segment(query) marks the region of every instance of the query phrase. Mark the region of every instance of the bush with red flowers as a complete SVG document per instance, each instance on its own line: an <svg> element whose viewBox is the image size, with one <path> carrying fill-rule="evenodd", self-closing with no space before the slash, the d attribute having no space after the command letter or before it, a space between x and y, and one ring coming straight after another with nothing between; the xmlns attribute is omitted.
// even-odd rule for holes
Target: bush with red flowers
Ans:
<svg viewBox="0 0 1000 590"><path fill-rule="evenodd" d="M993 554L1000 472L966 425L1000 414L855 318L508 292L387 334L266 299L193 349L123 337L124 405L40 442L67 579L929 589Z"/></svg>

→ **EXERCISE DETAILS**:
All the data above should be set down a second time, exactly.

→ **ANSWER TO THIS EXERCISE**:
segment(query) marks the region of every instance of the query phrase. Mark the region of every instance of the bush with red flowers as a complete SVG document per instance, each instance on its own line: an <svg> element whose viewBox is the image size, with one <path> carrying fill-rule="evenodd", self-closing with no space before the slash, the d attribute having no space after the command letter or before it, a space between x and y, and one ring coming straight after another with nothing between; the xmlns attribute is omitted.
// even-odd rule for holes
Target: bush with red flowers
Ans:
<svg viewBox="0 0 1000 590"><path fill-rule="evenodd" d="M993 554L1000 472L966 425L1000 414L855 318L508 292L387 334L266 299L193 349L123 337L124 405L40 442L67 579L929 589Z"/></svg>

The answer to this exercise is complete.